▶ **ACTIVITY**: Find every line in the records below that holds the word "shadow", and copy each one.

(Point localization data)
====

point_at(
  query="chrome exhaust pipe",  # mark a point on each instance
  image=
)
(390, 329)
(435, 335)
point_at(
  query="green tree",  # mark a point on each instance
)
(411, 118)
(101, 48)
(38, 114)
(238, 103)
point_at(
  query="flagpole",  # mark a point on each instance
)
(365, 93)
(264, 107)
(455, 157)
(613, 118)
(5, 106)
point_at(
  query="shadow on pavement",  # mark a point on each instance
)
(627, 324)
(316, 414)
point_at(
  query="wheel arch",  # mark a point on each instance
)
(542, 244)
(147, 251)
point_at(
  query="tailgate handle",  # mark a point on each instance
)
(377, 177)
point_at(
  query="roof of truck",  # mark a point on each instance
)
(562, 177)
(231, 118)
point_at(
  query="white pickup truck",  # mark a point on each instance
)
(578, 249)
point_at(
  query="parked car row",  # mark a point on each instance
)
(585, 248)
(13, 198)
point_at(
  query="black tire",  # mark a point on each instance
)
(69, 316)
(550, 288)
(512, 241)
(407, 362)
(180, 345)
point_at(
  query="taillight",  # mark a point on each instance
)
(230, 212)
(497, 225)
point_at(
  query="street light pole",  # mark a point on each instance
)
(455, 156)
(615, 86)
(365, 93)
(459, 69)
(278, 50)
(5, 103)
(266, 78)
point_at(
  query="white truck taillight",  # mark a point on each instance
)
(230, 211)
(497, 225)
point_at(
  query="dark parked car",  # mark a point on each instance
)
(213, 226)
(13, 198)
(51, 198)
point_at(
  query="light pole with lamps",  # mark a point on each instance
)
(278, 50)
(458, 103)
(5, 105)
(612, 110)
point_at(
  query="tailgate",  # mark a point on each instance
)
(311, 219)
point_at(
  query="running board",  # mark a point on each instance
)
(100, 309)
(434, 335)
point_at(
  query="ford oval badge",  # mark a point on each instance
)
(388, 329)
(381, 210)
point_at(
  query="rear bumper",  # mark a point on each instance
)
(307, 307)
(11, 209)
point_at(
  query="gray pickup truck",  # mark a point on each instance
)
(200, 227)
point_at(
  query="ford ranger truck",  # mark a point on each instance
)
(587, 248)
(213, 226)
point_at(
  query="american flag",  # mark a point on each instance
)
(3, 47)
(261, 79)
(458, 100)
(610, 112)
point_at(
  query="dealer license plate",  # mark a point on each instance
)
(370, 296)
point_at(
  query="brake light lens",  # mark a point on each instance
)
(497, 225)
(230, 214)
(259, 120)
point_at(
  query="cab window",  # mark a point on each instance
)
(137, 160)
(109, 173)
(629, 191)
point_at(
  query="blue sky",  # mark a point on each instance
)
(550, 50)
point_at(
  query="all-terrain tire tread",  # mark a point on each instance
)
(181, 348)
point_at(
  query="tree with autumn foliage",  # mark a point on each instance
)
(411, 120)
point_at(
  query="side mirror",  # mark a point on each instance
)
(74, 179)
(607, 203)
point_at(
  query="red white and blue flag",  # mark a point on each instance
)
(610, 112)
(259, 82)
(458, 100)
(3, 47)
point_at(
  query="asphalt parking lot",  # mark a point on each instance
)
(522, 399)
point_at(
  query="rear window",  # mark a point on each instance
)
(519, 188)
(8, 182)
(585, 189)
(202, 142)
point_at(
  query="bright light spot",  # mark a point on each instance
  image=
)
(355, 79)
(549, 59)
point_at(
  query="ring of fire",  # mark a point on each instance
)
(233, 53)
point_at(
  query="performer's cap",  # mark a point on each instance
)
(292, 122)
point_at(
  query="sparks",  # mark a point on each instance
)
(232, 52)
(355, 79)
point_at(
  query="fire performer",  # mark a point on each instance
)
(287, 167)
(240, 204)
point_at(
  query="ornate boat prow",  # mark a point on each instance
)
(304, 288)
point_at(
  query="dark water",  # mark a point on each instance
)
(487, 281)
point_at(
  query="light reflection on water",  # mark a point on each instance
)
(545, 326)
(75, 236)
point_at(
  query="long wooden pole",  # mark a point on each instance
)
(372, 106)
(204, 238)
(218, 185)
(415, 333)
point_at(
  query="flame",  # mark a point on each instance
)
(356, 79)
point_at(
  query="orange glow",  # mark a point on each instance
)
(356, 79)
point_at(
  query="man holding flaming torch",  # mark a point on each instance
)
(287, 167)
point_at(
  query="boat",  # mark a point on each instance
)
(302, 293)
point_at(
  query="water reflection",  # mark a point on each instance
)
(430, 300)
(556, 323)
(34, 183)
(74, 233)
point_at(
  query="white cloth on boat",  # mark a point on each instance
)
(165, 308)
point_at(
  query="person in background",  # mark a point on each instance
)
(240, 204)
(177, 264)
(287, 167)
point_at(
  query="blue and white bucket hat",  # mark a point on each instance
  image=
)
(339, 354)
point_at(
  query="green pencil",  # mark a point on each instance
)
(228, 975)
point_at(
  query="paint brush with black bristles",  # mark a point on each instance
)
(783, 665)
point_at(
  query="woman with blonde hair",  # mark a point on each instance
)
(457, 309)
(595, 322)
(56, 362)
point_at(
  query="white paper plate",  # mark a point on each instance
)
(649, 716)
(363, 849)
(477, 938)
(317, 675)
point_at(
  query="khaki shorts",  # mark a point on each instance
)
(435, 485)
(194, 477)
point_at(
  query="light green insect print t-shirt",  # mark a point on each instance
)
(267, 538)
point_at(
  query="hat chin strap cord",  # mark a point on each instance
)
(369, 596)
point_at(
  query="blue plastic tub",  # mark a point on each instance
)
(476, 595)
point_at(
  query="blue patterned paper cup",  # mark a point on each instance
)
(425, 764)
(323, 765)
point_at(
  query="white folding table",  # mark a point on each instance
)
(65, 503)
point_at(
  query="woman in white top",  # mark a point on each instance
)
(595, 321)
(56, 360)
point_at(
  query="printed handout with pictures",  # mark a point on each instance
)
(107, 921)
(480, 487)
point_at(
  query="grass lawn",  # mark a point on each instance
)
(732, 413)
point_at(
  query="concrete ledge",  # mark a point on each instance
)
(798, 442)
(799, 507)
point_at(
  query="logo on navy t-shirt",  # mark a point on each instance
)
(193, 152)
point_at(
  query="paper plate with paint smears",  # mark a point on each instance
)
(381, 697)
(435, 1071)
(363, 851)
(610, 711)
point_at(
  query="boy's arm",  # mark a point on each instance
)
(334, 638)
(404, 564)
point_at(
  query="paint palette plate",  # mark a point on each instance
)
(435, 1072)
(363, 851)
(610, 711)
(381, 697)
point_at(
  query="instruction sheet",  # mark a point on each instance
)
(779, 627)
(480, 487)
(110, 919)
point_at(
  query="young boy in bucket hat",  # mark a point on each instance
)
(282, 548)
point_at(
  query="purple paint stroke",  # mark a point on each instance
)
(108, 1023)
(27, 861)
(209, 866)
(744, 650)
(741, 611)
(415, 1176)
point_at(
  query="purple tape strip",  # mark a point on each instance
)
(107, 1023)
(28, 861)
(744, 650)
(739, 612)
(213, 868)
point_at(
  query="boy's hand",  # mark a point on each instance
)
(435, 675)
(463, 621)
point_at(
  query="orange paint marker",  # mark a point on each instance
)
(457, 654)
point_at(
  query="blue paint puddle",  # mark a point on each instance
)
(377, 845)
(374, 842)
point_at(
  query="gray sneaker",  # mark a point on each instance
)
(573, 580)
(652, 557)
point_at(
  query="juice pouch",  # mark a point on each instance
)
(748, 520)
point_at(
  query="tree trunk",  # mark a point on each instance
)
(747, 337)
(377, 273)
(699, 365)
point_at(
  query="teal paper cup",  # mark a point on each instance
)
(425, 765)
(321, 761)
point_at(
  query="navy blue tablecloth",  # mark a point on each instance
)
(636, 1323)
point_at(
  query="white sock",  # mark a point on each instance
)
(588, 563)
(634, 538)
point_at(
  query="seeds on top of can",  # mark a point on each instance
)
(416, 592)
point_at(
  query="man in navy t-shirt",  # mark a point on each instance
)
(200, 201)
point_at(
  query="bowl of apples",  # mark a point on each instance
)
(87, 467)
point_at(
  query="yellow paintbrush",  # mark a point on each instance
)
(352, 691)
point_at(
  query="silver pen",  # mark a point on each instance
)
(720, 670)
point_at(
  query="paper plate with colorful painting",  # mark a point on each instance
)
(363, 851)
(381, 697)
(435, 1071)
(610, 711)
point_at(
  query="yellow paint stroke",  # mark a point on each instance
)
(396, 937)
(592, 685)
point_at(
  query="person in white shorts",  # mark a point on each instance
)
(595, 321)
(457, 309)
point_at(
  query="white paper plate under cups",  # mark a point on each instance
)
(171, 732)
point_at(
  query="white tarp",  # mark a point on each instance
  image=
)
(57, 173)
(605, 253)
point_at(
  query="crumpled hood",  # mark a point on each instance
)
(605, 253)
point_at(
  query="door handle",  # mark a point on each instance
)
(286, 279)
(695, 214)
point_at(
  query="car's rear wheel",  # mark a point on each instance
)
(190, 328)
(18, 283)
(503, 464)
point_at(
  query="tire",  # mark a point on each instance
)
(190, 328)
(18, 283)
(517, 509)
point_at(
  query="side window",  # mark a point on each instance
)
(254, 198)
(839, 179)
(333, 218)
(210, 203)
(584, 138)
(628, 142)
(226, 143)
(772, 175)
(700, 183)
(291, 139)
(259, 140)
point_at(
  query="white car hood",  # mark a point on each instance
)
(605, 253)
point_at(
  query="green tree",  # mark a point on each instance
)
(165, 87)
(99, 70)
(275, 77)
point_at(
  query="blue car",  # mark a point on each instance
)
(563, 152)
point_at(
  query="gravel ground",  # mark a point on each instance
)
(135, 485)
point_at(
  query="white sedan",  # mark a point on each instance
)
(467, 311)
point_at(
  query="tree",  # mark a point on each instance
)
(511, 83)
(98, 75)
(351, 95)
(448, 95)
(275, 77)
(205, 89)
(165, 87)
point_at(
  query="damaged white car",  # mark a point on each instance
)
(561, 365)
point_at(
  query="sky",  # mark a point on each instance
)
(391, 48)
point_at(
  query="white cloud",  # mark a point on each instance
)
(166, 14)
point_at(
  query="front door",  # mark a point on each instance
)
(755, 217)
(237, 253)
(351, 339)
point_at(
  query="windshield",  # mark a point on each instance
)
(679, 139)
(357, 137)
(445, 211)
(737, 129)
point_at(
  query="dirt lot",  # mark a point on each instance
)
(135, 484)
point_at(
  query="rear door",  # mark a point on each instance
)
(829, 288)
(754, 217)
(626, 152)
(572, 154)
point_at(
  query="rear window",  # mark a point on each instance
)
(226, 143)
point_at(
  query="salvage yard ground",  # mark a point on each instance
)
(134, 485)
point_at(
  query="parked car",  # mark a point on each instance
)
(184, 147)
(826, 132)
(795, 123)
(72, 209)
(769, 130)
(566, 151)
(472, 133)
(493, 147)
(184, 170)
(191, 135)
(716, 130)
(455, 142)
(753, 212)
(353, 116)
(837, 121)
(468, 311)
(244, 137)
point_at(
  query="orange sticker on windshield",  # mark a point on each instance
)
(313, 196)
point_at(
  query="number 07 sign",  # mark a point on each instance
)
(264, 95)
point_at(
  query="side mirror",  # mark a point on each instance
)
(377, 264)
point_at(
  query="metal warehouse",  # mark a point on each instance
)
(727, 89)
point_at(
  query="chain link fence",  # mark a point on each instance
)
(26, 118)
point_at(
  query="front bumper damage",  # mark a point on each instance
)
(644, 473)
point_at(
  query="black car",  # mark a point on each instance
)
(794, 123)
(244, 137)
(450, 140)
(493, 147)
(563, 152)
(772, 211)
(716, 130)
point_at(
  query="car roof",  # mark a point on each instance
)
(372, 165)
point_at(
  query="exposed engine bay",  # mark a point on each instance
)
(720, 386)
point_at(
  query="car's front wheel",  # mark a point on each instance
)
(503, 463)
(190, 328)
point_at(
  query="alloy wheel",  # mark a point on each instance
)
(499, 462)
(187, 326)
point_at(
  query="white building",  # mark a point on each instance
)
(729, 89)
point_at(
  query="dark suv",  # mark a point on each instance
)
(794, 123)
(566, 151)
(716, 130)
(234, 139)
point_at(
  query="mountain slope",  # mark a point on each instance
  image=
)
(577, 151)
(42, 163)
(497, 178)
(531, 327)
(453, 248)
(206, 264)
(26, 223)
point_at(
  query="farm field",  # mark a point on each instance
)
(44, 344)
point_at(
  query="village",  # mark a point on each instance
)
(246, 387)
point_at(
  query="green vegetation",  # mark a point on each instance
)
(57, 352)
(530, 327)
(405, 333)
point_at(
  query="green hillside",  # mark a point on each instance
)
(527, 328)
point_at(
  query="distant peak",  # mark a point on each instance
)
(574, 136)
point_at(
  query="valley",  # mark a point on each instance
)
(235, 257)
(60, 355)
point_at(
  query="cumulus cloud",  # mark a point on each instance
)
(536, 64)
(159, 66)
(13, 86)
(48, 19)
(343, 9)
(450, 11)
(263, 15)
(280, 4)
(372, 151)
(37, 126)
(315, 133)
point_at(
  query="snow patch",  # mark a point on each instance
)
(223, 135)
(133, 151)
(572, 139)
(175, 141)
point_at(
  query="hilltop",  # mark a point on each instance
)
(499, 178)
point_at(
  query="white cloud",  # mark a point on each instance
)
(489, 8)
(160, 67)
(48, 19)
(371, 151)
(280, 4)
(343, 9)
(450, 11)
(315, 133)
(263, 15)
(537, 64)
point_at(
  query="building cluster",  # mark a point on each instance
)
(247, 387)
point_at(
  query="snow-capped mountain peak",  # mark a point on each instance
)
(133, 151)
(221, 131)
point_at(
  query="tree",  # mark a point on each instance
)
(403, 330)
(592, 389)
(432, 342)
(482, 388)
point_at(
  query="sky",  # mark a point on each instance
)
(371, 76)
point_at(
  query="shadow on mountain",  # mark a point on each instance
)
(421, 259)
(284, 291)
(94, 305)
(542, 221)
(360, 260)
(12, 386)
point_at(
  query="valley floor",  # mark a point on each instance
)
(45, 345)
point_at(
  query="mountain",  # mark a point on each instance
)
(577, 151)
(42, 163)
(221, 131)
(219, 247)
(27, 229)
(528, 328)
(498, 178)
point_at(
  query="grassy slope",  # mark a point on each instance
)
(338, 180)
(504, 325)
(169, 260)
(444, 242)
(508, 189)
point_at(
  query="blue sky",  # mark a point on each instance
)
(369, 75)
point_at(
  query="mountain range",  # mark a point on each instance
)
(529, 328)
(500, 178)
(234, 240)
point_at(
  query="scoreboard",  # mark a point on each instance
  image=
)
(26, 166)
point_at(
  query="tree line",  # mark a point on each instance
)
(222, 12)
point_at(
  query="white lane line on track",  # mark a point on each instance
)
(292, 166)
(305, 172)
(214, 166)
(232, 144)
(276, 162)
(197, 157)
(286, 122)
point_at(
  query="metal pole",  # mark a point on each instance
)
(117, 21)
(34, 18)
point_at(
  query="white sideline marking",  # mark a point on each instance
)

====

▶ **YOUR RESPONSE**:
  query="shadow on pavement",  # mark a point on each instance
  query="shadow on mountain",  # mark a point on each instance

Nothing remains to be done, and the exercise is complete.